### Stated task A
Copy out the entries word for word, starting with the line that contains "Could you please locate the mini" and continuing through the end of the entries.

The first stage will be to map a SQL source into a list of tokens (lexing). Then we'll call parse functions to find individual SQL statements (such as SELECT). These parse functions will in turn call their own helper functions to find patterns of recursively parseable chunks, keywords, symbols (like parenthesis), identifiers (like a table name), and numeric or string literals.

Then, we'll write an in-memory backend to do operations based on an AST. Finally, we'll write a REPL to accept SQL from a CLI and pass it to the in-memory backend.

This post assumes a basic understanding of parsing concepts. We won't skip any code, but also won't go into great detail on why we structure the way we do.

For a simpler introduction to parsing and parsing concepts, see this post on parsing JSON.

[Collected data]
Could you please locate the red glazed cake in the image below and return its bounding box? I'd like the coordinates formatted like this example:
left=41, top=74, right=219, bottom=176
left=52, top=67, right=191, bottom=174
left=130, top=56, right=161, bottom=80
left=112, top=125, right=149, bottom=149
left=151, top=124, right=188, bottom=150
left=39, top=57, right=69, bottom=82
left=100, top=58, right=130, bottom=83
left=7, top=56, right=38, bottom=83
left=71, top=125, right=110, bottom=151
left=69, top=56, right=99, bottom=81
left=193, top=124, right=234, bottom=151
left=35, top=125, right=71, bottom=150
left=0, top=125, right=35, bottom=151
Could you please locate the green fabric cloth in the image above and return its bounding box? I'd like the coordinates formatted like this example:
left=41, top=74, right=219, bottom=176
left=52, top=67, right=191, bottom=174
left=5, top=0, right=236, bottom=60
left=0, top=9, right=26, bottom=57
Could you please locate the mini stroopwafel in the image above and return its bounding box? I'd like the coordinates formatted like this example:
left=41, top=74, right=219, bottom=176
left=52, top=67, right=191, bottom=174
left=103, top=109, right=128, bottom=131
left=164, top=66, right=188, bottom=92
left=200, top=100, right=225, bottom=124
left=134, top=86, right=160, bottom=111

### Stated task B
In the text on SQL parsing, write out the part that opens with the words containing "The first stage" and closes with "the way we do.", replacing "in-memory backend" with "storage engine" each time it appears.

### Written reply A
Could you please locate the mini stroopwafel in the image above and return its bounding box? I'd like the coordinates formatted like this example:
left=41, top=74, right=219, bottom=176
left=52, top=67, right=191, bottom=174
left=103, top=109, right=128, bottom=131
left=164, top=66, right=188, bottom=92
left=200, top=100, right=225, bottom=124
left=134, top=86, right=160, bottom=111

### Written reply B
The first stage will be to map a SQL source into a list of tokens (lexing). Then we'll call parse functions to find individual SQL statements (such as SELECT). These parse functions will in turn call their own helper functions to find patterns of recursively parseable chunks, keywords, symbols (like parenthesis), identifiers (like a table name), and numeric or string literals.

Then, we'll write an storage engine to do operations based on an AST. Finally, we'll write a REPL to accept SQL from a CLI and pass it to the storage engine.

This post assumes a basic understanding of parsing concepts. We won't skip any code, but also won't go into great detail on why we structure the way we do.